EXERCISE AIM: Nothing should appear in the answer except the lines from the one containing "Category: column capital" through the end of the listing, repeated exactly.

SOURCE MATERIAL:

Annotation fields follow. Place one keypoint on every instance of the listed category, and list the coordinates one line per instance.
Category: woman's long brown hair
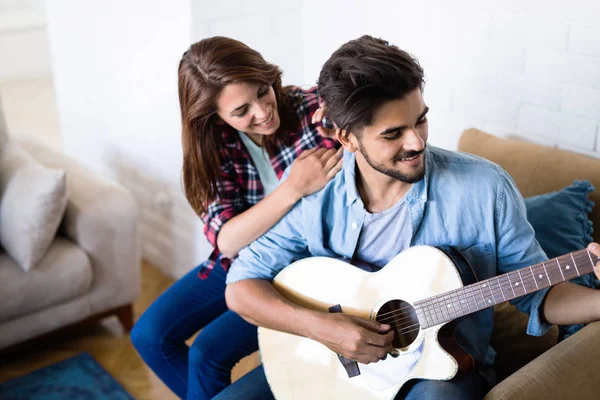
(204, 70)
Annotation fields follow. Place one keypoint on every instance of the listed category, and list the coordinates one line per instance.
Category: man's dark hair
(362, 75)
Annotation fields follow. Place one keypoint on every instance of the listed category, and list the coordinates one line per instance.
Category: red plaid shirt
(241, 185)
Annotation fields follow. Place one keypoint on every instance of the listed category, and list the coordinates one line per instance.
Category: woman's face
(250, 108)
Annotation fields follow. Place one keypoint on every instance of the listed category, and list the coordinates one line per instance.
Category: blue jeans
(254, 386)
(204, 369)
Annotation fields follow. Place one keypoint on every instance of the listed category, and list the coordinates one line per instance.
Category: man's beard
(395, 173)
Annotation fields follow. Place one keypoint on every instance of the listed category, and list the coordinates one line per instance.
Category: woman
(241, 130)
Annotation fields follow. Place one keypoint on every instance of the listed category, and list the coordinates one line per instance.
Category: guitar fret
(427, 316)
(501, 291)
(447, 306)
(460, 302)
(474, 299)
(560, 269)
(522, 284)
(546, 271)
(534, 280)
(482, 296)
(575, 264)
(590, 256)
(510, 282)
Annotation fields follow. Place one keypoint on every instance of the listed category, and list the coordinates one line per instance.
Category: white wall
(521, 67)
(115, 69)
(23, 41)
(272, 27)
(507, 66)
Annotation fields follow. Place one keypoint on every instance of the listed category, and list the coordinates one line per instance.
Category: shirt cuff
(537, 326)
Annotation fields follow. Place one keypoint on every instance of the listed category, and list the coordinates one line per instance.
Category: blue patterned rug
(75, 378)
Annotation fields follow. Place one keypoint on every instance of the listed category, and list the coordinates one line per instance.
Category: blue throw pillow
(560, 219)
(561, 224)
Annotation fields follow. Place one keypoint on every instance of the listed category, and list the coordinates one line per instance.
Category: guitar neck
(469, 299)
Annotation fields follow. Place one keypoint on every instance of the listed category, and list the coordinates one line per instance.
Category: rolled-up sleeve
(518, 248)
(226, 206)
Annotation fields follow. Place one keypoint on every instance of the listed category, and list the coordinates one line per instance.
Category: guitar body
(298, 368)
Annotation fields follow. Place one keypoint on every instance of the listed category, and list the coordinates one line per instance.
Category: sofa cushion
(536, 169)
(33, 203)
(560, 219)
(65, 272)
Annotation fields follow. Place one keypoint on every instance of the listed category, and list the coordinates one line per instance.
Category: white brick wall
(529, 68)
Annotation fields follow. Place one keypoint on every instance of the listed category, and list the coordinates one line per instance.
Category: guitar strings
(471, 289)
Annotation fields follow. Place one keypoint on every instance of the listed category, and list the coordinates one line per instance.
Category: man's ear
(347, 139)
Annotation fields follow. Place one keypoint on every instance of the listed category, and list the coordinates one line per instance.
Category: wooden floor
(109, 346)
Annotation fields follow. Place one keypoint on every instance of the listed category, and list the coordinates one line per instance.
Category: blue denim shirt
(463, 201)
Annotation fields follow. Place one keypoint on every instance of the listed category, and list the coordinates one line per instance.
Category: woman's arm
(309, 173)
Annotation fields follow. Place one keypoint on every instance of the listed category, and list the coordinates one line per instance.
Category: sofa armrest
(566, 371)
(101, 217)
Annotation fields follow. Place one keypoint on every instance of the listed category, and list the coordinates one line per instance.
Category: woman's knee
(147, 333)
(203, 354)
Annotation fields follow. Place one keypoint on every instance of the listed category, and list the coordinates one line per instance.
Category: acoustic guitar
(418, 292)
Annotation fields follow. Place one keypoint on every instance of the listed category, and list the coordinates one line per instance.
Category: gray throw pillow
(32, 206)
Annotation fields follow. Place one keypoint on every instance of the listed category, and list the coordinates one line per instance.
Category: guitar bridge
(350, 366)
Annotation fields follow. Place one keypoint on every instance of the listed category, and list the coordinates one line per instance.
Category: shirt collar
(418, 192)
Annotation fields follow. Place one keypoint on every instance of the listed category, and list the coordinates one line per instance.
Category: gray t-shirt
(384, 235)
(262, 162)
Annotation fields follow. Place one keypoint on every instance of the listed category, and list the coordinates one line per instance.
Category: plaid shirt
(240, 184)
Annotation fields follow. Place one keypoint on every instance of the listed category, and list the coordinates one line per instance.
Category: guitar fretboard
(478, 296)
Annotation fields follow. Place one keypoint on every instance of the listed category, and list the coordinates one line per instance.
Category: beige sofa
(544, 369)
(92, 268)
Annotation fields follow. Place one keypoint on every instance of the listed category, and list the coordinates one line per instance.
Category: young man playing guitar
(396, 192)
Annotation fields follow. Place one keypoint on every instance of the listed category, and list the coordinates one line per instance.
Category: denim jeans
(254, 386)
(204, 369)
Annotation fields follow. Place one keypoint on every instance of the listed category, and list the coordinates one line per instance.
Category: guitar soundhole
(401, 316)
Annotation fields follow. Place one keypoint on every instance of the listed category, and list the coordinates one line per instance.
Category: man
(395, 192)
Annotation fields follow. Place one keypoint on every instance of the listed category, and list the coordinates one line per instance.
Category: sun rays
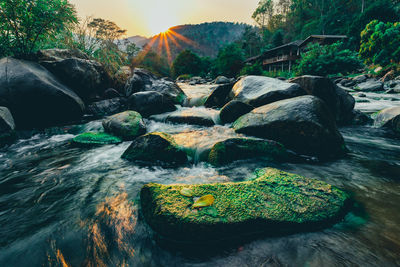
(162, 43)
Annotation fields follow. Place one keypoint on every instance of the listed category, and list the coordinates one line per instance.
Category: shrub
(329, 59)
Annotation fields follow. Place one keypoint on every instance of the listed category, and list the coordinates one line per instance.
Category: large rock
(127, 125)
(339, 101)
(34, 96)
(303, 124)
(258, 90)
(106, 107)
(389, 118)
(245, 148)
(142, 80)
(233, 110)
(155, 148)
(150, 103)
(87, 78)
(275, 202)
(219, 96)
(370, 86)
(7, 127)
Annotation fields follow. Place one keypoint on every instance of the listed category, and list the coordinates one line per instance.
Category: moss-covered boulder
(275, 202)
(303, 124)
(244, 148)
(155, 148)
(128, 125)
(389, 118)
(92, 139)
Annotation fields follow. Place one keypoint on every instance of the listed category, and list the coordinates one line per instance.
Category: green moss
(274, 201)
(91, 138)
(244, 148)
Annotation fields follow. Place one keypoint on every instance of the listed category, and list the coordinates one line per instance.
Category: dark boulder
(150, 103)
(155, 148)
(127, 125)
(219, 96)
(258, 90)
(233, 110)
(303, 124)
(34, 96)
(143, 80)
(7, 127)
(87, 78)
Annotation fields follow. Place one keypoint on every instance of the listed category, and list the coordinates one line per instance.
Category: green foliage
(380, 43)
(329, 59)
(229, 61)
(187, 62)
(27, 23)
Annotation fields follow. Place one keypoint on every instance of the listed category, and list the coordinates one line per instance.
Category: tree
(230, 60)
(27, 23)
(380, 43)
(186, 62)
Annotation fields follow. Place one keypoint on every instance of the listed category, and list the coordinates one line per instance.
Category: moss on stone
(274, 202)
(91, 138)
(243, 148)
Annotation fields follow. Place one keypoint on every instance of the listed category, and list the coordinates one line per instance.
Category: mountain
(204, 39)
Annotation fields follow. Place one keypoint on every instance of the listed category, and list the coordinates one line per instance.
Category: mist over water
(67, 206)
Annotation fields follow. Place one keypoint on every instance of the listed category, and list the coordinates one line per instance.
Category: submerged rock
(244, 148)
(389, 118)
(155, 148)
(233, 110)
(90, 138)
(303, 124)
(275, 202)
(34, 96)
(150, 103)
(127, 125)
(7, 127)
(258, 90)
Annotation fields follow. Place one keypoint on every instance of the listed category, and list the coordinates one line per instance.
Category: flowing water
(67, 206)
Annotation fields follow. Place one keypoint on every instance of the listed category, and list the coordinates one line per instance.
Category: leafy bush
(380, 43)
(27, 23)
(187, 62)
(328, 59)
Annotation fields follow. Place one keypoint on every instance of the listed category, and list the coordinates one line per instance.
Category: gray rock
(389, 118)
(127, 125)
(34, 96)
(370, 86)
(258, 90)
(233, 110)
(150, 102)
(143, 81)
(303, 124)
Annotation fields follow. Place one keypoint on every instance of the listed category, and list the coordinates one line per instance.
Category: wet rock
(93, 139)
(303, 124)
(143, 81)
(106, 107)
(389, 118)
(219, 96)
(34, 96)
(7, 127)
(258, 90)
(150, 103)
(245, 148)
(275, 202)
(155, 148)
(370, 86)
(222, 80)
(233, 110)
(87, 78)
(127, 125)
(194, 116)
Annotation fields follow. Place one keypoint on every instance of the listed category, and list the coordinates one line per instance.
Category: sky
(150, 17)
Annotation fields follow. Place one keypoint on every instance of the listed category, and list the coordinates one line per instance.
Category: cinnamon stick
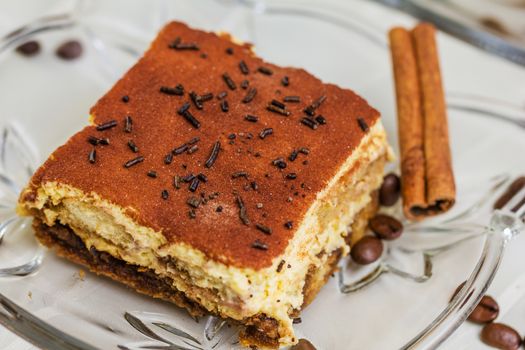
(427, 179)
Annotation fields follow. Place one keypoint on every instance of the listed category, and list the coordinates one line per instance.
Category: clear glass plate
(401, 302)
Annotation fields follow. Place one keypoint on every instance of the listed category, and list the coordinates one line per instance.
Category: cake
(215, 180)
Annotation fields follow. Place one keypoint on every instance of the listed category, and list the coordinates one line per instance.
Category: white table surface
(487, 75)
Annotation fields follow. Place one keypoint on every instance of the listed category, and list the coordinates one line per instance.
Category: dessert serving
(215, 180)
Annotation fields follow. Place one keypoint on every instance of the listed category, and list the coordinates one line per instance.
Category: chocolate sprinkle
(264, 229)
(244, 67)
(265, 132)
(251, 118)
(310, 110)
(275, 109)
(92, 156)
(259, 245)
(312, 124)
(128, 124)
(293, 155)
(320, 119)
(304, 150)
(202, 177)
(193, 149)
(194, 184)
(292, 99)
(228, 80)
(179, 150)
(196, 100)
(265, 70)
(278, 104)
(107, 125)
(243, 215)
(93, 140)
(193, 202)
(132, 146)
(280, 266)
(250, 95)
(206, 97)
(224, 106)
(168, 158)
(362, 124)
(133, 162)
(177, 91)
(193, 140)
(213, 154)
(188, 178)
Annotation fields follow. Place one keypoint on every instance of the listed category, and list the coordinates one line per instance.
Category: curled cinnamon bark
(428, 186)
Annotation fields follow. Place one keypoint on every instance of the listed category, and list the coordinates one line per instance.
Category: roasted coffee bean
(367, 250)
(500, 336)
(511, 191)
(69, 50)
(390, 190)
(486, 311)
(386, 227)
(29, 48)
(303, 344)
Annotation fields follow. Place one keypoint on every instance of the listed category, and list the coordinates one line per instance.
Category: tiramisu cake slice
(215, 180)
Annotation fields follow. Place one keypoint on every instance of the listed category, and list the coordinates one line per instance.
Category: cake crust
(157, 129)
(258, 330)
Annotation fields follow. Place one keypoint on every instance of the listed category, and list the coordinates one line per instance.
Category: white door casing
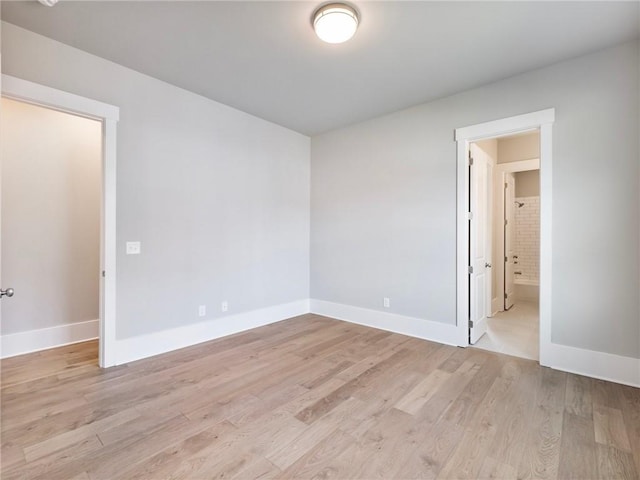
(480, 242)
(42, 95)
(542, 120)
(509, 240)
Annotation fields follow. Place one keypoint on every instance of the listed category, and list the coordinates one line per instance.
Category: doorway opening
(513, 227)
(485, 292)
(51, 178)
(63, 103)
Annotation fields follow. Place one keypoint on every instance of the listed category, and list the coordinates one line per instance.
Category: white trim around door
(108, 115)
(542, 120)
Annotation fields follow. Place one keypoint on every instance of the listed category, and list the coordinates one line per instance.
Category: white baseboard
(605, 366)
(45, 338)
(143, 346)
(413, 327)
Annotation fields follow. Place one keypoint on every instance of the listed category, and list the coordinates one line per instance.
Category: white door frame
(542, 120)
(501, 170)
(108, 115)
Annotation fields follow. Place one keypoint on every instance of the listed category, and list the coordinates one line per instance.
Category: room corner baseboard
(148, 345)
(45, 338)
(413, 327)
(601, 365)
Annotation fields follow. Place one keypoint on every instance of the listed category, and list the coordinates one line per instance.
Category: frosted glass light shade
(335, 23)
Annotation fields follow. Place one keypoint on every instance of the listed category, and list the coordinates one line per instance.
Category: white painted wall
(519, 147)
(383, 217)
(218, 198)
(528, 183)
(51, 176)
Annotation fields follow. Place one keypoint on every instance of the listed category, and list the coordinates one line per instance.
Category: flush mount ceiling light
(335, 22)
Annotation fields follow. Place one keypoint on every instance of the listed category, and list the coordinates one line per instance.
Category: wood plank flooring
(312, 398)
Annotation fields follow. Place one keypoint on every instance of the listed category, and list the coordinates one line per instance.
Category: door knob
(8, 292)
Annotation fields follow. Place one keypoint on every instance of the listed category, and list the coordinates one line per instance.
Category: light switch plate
(133, 248)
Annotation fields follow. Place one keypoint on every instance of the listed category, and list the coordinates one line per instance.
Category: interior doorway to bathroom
(511, 232)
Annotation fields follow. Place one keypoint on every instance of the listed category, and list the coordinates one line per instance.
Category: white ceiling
(263, 57)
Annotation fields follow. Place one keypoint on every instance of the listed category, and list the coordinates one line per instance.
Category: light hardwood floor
(312, 397)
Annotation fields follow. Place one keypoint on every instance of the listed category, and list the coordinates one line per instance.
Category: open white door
(509, 253)
(479, 243)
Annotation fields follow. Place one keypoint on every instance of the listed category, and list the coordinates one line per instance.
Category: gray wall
(383, 196)
(51, 165)
(218, 198)
(527, 183)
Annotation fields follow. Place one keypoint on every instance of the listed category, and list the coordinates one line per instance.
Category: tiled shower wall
(527, 245)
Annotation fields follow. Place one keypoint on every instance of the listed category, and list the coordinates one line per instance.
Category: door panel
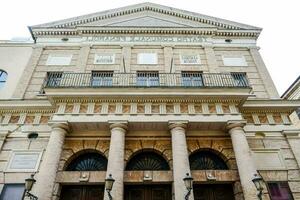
(148, 192)
(213, 192)
(76, 192)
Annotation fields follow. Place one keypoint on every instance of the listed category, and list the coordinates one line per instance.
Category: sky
(279, 41)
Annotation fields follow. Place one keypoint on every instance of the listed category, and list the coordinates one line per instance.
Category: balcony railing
(145, 79)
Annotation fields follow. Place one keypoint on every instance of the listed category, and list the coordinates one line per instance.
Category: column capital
(3, 134)
(235, 124)
(60, 125)
(177, 124)
(292, 133)
(118, 124)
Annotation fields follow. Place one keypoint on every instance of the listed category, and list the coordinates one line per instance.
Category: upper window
(104, 78)
(59, 60)
(190, 59)
(3, 78)
(234, 61)
(147, 58)
(12, 192)
(192, 79)
(104, 59)
(280, 191)
(147, 78)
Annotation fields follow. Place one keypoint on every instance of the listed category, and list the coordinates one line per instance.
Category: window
(192, 79)
(147, 79)
(298, 112)
(147, 58)
(54, 79)
(104, 59)
(190, 59)
(239, 79)
(234, 61)
(12, 192)
(102, 78)
(59, 60)
(279, 191)
(3, 78)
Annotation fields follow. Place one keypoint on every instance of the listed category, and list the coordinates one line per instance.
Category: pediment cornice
(83, 24)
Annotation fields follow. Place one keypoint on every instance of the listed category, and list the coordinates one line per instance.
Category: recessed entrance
(213, 192)
(80, 192)
(148, 192)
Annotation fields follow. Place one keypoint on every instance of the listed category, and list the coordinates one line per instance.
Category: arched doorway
(148, 161)
(87, 161)
(209, 160)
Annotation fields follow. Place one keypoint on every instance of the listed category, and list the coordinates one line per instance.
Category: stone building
(146, 93)
(293, 93)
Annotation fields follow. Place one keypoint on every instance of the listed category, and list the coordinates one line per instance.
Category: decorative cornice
(141, 30)
(149, 99)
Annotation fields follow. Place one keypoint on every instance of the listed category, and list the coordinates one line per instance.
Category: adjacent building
(144, 93)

ANSWER BOX:
Category: column capital
(3, 134)
(235, 124)
(60, 125)
(177, 124)
(292, 133)
(118, 124)
Annotation fields follow. Place one keypoint on every instance of the listed category, and list the coordinates one line per instance.
Category: upper window
(104, 78)
(59, 60)
(190, 59)
(3, 78)
(234, 61)
(147, 58)
(12, 192)
(192, 79)
(104, 59)
(280, 191)
(147, 78)
Annotation fields follow. Place one keypoint on every instance of the listed category, and list the coordinates one line per instance.
Category: window
(192, 79)
(147, 79)
(298, 112)
(147, 58)
(54, 79)
(104, 59)
(190, 59)
(239, 79)
(234, 61)
(12, 192)
(102, 78)
(59, 60)
(279, 191)
(3, 78)
Annotation fields follow. Place one keypoint on every instance of the listed category, and list the coordinates one line per instance.
Category: pediment cornice
(83, 24)
Annotation fields follow. Place one keypoint on every instance of the listed category, and list the coordinates one line per instance.
Category: recessed entrance
(213, 192)
(80, 192)
(148, 192)
Annotation fields follow. Place one keypoint on every instance of the listed category, and list the coordinates one line per instance.
Category: arched doorway
(148, 161)
(87, 161)
(209, 160)
Annotation fields follow. Place one keypoint on every instance of the listed category, and list the coordinates one line per instance.
Category: stone building
(146, 93)
(293, 93)
Annotation fields follow. Place one keypoint on every instance of the listed category, and list the coordinates one line per instance.
Category: decorative cornice
(141, 30)
(149, 99)
Annotation fields follow. Place one keypoint on every instance of the listed category, and list the coordinates one line per instance.
Category: adjacent building
(144, 93)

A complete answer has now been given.